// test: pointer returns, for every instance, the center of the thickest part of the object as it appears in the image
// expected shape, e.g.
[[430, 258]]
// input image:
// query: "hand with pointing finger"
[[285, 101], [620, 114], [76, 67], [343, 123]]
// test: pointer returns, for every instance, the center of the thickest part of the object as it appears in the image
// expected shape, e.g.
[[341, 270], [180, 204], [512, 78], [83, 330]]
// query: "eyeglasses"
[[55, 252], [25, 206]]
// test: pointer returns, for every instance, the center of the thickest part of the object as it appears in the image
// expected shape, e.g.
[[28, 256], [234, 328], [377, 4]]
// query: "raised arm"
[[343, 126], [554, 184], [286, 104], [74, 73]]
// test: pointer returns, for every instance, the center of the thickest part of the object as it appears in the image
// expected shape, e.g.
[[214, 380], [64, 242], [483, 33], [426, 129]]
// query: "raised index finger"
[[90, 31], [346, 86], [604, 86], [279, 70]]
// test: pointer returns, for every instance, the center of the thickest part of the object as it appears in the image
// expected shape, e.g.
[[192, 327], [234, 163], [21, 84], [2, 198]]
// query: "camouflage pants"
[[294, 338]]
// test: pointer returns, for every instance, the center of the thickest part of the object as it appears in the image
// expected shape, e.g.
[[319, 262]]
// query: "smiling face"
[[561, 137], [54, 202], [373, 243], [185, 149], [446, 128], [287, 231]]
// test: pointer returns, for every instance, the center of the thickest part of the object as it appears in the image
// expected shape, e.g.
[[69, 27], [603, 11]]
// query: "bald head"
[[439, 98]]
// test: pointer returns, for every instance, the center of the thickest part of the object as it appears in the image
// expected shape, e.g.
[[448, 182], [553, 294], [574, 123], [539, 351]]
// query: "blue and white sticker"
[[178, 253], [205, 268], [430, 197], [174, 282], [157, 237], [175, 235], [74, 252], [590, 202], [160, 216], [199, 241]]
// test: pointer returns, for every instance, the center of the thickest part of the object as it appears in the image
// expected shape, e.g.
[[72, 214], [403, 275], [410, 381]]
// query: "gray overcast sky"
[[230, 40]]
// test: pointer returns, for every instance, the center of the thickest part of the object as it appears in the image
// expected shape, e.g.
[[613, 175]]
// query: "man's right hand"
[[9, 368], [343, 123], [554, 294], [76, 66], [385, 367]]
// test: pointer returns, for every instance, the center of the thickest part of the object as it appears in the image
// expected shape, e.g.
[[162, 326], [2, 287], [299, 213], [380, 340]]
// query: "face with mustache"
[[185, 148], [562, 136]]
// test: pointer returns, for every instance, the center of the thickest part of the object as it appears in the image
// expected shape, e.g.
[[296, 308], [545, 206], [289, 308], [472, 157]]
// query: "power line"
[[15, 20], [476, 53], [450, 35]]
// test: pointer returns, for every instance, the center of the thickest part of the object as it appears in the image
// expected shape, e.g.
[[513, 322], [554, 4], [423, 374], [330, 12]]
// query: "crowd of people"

= TASK BRIEF =
Extract the full set of entries word for word.

= EXERCISE ANSWER =
// test: pointer returns, for every instance, the center of the thickest part of the object as it appears in the image
// expected shape, e.g.
[[430, 258]]
// input image:
// query: "hand with pointing finger"
[[285, 101], [620, 114], [76, 67], [343, 123]]
// test: pointer returns, for every instance, the center of the thickest part of the object as it appears in the image
// expected shape, e.g.
[[341, 270], [180, 204], [512, 78], [83, 330]]
// query: "eyeglasses"
[[55, 252], [25, 206]]
// test: pointer returns, for every instance, the center of the thickest part of the object as it appears in the image
// expected shape, e.g.
[[28, 256], [234, 328], [377, 4]]
// query: "raised arm"
[[343, 126], [554, 184], [286, 104], [74, 73]]
// test: pointer returns, for every instance, the center of the thickest part of the object as it appears in the image
// expected shape, e.g.
[[214, 380], [64, 242], [483, 33], [426, 129]]
// query: "raised index finger"
[[90, 31], [346, 86], [604, 86], [279, 70]]
// test: pointer returns, for every instance, the center of the thickest part of the object as it appears in the image
// expected shape, e.g.
[[192, 327], [234, 163], [21, 84], [2, 198]]
// query: "camouflage pants"
[[294, 338]]
// test: pointer returns, for every instance, the center of the thickest part of the object as it appears in the image
// expected shape, e.g.
[[319, 262]]
// query: "smiling face"
[[561, 137], [54, 202], [373, 243], [185, 149], [446, 128], [287, 231]]
// test: pointer returns, for every instance, the center of the thickest part of the object as it appears in the image
// expected shape, e.g.
[[69, 27], [603, 11]]
// query: "bald head"
[[439, 98]]
// test: pointer returns, for every instance, the center of the thickest part of the object as it appears in the image
// expected shape, e.g.
[[448, 182], [553, 294], [574, 123], [539, 351]]
// query: "blue and white sticker"
[[178, 253], [205, 268], [430, 197], [174, 282], [157, 237], [175, 235], [74, 252], [590, 202], [160, 216], [199, 241]]
// test: pointer returns, for every instance, the center of the thickest part of the object as it appears in the image
// expected shape, e.g.
[[72, 214], [403, 275], [410, 381]]
// query: "gray overcast sky"
[[230, 40]]
// test: pointer returns, for every instance, the center of the thickest part of the object as it appears in the image
// expected shape, e.g.
[[613, 175]]
// query: "man's right hand"
[[9, 368], [343, 123], [554, 294], [76, 66], [385, 367]]
// test: pointer returns, for every instance, the center of the thickest part of the object as it appears in the image
// expected shape, e.g.
[[162, 326], [2, 287], [299, 213], [380, 340]]
// query: "face with mustache"
[[185, 148], [562, 136]]
// test: pointer returns, for every instance, the center of the thickest part of the object as it appears in the image
// expected shape, e.g.
[[296, 308], [545, 206], [289, 308], [472, 157]]
// query: "power line"
[[15, 20], [476, 53], [450, 35]]
// test: pointer returns, for every instance, the center of the thickest part of the object as it appears in the image
// expected shape, e.g.
[[513, 322], [554, 4], [423, 374], [330, 12]]
// query: "crowd of people"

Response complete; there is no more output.